Stored entries
● ● ●

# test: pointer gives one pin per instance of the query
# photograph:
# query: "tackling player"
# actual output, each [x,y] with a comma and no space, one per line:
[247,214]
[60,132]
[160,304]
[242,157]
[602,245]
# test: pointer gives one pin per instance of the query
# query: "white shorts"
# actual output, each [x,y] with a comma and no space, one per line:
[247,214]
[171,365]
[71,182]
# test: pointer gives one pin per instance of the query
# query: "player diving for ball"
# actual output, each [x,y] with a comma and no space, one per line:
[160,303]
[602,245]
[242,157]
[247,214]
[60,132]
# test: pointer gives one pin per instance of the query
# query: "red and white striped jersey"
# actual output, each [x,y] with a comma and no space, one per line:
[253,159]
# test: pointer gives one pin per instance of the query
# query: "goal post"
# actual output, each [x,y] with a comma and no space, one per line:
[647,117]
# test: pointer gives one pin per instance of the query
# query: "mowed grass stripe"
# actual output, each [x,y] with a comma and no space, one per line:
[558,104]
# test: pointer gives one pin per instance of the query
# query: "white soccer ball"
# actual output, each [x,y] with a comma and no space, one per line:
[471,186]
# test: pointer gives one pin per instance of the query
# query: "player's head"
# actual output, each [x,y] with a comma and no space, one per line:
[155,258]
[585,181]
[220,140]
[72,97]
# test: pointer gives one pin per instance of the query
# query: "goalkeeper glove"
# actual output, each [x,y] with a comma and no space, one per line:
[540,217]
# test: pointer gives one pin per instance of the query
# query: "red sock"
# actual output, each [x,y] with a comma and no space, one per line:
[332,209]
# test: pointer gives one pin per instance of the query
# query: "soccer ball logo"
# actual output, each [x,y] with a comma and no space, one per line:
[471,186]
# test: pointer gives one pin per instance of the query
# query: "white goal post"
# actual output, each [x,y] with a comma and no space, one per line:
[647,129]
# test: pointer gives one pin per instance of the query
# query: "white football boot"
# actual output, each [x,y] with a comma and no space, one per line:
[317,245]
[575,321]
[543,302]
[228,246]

● ● ●

- AIM OF THE EXERCISE -
Within the records, on how many lines does the word "player" appear? Provide the number alone.

- COMPLETED EXERCISE -
3